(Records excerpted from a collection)
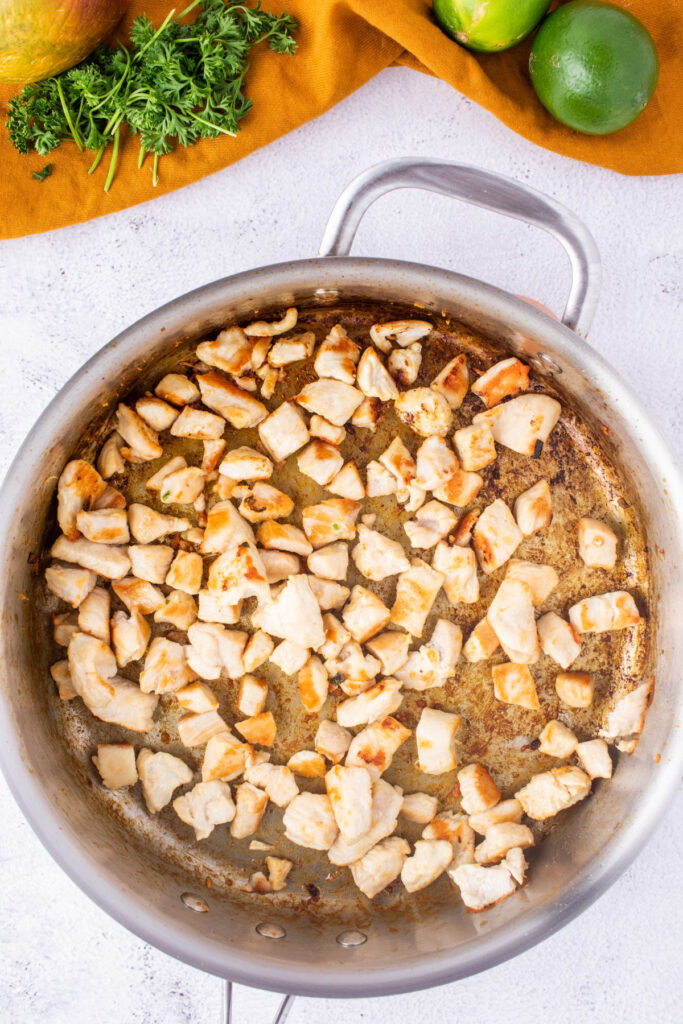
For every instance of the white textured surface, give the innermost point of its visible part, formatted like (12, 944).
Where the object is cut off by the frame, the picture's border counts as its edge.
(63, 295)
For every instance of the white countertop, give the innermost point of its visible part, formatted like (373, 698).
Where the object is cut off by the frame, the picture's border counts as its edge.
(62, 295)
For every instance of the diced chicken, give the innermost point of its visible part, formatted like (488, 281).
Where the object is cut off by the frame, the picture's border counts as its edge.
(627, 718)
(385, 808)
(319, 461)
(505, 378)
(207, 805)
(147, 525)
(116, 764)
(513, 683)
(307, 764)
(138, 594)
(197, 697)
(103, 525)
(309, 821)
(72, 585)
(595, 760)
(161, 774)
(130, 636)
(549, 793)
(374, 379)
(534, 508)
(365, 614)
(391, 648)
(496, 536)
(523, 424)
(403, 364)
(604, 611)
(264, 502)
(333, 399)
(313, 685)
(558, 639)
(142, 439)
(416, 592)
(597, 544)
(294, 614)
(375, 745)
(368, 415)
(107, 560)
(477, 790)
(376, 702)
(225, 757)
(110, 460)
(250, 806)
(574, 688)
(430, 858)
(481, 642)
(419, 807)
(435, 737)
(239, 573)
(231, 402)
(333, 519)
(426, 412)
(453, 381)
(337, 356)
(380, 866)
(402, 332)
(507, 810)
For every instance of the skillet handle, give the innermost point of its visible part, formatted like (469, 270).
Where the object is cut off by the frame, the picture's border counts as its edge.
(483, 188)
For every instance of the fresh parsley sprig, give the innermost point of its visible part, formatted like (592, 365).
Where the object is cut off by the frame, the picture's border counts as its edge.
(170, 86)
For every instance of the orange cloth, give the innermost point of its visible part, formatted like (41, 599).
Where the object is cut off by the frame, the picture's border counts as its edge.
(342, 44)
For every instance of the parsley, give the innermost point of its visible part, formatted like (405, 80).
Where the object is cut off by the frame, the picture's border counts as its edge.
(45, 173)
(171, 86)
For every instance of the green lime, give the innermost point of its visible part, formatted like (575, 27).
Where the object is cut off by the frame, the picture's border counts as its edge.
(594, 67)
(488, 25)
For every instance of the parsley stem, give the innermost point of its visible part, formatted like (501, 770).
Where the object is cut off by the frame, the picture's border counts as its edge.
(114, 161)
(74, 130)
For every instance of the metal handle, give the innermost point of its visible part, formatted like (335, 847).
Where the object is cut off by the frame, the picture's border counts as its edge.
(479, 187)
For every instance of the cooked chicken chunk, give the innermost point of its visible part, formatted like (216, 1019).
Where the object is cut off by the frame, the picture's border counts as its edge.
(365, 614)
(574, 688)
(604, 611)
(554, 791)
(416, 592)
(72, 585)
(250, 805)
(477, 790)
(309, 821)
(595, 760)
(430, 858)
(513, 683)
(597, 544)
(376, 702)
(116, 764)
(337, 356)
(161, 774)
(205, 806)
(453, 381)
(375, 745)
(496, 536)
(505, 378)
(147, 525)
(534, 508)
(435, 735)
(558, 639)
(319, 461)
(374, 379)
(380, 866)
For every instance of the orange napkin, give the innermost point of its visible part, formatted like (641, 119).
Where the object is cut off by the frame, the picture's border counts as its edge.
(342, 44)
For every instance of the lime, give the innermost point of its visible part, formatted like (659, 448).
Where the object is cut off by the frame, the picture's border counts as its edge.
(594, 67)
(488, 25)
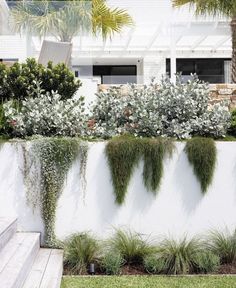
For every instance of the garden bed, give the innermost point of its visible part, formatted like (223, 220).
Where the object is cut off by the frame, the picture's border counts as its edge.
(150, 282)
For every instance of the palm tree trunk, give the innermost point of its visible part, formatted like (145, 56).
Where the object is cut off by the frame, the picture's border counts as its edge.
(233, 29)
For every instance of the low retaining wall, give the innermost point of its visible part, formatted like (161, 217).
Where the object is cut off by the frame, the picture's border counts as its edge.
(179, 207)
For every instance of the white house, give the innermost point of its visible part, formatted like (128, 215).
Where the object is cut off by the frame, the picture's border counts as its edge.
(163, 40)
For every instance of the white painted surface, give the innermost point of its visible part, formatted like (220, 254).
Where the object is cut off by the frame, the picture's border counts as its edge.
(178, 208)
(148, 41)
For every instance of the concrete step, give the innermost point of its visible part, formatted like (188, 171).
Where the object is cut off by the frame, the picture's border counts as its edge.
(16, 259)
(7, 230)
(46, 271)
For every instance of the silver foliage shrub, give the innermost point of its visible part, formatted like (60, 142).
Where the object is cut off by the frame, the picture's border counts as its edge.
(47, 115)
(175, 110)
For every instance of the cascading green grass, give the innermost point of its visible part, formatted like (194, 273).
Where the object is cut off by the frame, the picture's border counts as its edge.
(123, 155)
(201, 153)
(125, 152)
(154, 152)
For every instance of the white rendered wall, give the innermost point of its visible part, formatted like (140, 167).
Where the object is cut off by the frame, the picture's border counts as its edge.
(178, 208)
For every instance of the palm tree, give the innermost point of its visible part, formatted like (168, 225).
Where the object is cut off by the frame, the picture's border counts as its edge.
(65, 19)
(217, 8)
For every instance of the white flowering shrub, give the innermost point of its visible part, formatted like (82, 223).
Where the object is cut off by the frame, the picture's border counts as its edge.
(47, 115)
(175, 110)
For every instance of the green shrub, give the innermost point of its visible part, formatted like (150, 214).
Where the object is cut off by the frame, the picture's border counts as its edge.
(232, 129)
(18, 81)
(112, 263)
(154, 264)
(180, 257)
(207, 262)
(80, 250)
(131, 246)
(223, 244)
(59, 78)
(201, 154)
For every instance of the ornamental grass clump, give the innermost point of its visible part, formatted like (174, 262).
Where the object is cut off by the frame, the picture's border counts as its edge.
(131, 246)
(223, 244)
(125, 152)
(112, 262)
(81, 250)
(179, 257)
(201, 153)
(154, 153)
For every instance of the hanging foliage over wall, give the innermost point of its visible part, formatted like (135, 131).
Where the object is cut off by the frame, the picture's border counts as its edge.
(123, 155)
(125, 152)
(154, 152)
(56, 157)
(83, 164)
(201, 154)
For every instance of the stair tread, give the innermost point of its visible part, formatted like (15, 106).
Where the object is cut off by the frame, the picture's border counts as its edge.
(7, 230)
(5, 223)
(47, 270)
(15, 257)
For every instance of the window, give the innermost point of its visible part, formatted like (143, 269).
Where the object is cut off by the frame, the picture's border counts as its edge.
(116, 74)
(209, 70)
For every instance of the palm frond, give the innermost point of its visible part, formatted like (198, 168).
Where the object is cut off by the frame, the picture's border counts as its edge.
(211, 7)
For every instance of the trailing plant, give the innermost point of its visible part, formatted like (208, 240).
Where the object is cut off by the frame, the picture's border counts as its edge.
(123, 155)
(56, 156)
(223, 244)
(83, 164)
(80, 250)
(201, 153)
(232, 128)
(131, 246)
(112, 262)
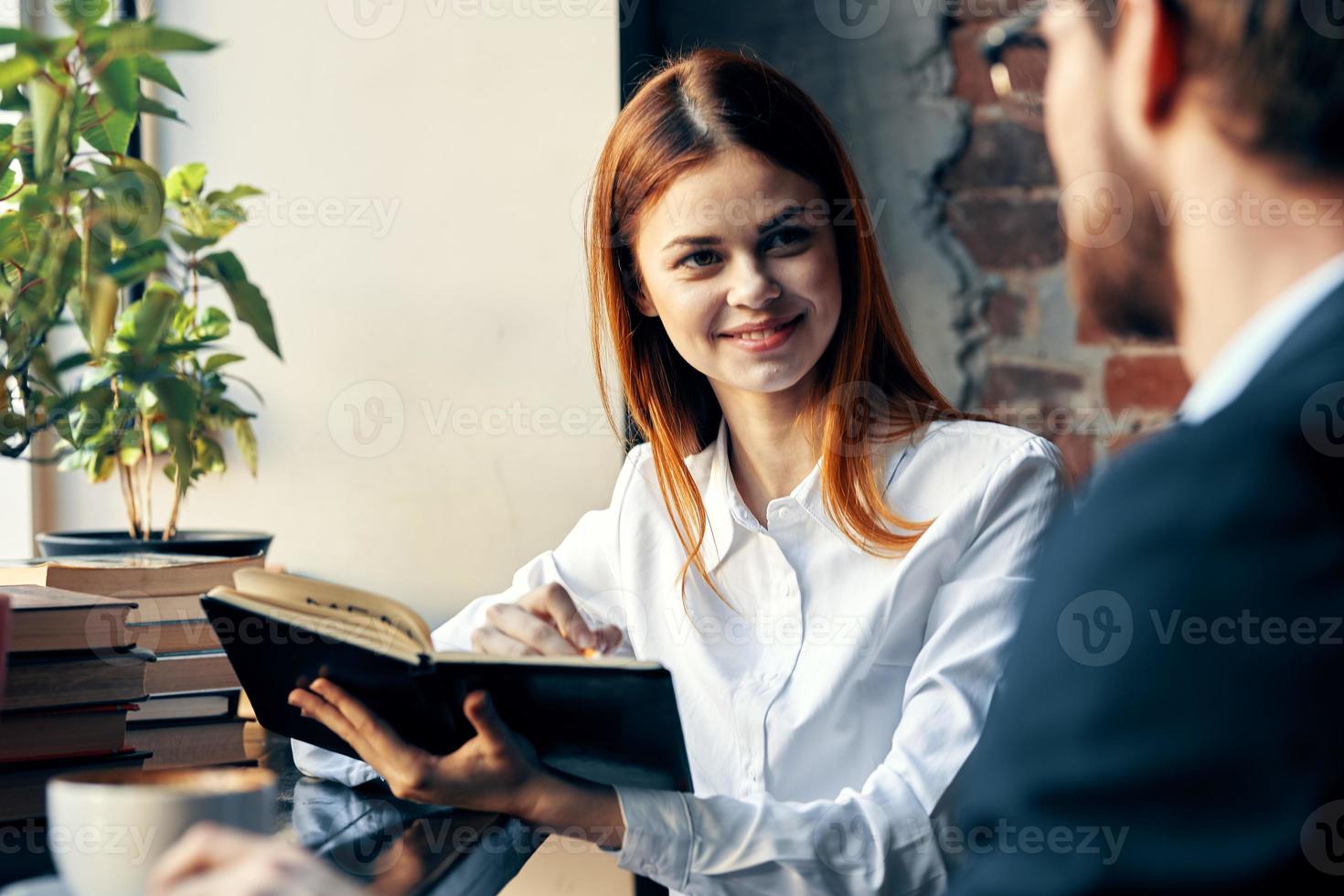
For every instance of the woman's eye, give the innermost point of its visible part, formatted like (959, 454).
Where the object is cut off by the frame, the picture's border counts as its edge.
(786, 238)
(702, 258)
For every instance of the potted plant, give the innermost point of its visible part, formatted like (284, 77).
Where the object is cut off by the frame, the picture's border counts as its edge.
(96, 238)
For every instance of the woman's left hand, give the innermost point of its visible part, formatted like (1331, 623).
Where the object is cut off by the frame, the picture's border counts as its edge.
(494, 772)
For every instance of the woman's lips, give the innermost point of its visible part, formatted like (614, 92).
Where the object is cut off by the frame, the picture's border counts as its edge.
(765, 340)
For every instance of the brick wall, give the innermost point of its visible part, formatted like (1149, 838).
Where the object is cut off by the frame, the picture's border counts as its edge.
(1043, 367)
--
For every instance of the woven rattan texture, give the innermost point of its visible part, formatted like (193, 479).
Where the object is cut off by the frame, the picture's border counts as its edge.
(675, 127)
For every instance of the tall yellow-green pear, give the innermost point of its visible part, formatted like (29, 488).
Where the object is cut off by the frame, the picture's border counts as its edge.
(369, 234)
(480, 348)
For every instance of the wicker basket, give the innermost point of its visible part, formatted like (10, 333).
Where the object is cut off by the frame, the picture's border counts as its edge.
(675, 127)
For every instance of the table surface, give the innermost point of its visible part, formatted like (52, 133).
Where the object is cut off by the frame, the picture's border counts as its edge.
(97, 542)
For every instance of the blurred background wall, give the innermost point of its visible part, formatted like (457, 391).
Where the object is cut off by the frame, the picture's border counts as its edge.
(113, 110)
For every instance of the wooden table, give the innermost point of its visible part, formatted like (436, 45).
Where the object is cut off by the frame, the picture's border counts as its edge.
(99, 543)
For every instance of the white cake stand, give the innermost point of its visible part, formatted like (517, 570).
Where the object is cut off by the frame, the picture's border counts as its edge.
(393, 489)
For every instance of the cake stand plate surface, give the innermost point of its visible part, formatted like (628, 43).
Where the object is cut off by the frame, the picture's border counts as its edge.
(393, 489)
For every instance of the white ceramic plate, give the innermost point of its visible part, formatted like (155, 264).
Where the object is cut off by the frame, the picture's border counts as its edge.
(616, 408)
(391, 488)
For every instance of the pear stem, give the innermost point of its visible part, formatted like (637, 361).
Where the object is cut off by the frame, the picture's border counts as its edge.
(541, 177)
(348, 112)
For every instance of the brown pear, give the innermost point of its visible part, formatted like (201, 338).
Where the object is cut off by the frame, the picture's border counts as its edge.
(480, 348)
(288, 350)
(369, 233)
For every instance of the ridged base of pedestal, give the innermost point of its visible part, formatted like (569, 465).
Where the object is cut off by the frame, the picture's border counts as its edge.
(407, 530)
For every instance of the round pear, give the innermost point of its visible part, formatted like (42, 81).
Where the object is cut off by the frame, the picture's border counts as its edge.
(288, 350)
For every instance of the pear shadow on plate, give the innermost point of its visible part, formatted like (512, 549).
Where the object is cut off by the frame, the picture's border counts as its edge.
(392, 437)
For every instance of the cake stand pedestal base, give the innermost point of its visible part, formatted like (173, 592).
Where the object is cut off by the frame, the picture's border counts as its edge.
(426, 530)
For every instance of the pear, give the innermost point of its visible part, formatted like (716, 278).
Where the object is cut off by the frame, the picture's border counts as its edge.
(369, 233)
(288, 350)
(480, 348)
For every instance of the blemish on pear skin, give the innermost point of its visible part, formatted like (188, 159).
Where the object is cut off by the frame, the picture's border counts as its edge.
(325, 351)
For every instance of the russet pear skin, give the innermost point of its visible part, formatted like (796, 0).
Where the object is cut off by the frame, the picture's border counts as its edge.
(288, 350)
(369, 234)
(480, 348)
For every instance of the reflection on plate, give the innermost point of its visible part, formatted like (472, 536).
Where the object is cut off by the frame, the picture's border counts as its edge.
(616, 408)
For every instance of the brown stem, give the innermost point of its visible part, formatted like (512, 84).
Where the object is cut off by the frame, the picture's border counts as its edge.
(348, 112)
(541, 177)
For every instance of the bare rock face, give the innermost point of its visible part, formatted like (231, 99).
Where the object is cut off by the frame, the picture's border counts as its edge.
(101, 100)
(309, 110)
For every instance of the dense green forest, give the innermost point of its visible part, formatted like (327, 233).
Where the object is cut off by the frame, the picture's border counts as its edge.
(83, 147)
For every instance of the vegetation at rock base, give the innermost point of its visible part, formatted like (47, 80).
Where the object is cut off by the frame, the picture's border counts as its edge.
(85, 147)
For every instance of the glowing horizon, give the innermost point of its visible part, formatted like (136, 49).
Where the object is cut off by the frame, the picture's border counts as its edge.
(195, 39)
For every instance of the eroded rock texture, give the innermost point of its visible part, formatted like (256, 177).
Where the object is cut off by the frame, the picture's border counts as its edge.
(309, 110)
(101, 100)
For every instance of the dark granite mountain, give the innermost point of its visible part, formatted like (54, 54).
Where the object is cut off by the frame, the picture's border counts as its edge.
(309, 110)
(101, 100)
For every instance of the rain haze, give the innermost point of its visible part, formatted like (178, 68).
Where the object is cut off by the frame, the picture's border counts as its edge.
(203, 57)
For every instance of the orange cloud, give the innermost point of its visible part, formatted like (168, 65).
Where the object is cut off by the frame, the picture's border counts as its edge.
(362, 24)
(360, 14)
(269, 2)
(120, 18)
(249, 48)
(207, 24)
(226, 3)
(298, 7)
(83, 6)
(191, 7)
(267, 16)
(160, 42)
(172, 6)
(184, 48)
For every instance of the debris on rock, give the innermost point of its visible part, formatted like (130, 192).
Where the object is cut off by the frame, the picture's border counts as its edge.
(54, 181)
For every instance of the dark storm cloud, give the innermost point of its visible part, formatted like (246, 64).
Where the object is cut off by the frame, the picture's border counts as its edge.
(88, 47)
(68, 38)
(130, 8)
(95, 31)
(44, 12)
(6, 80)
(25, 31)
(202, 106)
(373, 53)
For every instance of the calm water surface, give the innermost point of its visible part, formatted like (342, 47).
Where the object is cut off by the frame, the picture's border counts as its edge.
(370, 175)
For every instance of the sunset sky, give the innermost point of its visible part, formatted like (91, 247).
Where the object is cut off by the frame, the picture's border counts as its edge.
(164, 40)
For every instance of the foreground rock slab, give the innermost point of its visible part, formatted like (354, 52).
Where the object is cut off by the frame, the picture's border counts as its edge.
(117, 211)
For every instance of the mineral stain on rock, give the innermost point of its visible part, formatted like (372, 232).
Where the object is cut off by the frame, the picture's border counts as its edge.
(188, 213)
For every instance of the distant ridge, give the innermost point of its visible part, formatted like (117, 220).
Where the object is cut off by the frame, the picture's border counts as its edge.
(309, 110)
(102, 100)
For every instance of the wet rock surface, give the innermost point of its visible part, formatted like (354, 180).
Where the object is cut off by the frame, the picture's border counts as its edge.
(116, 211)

• _ABOUT THIS TASK_: The lines above that hold the string "plate" are to be located and copied.

• _FINISHED TASK_:
For every instance of the cake stand plate surface, give the innermost point of its visible part, formatted like (628, 43).
For every instance of the white ceramic plate, give the innermost point of its visible part, formatted like (155, 264).
For every instance of the pear shadow on plate, give the innermost point of its visible part, formatted like (512, 549).
For every instance of the reflection on plate, give the innermost point of its visible part, formatted like (472, 536).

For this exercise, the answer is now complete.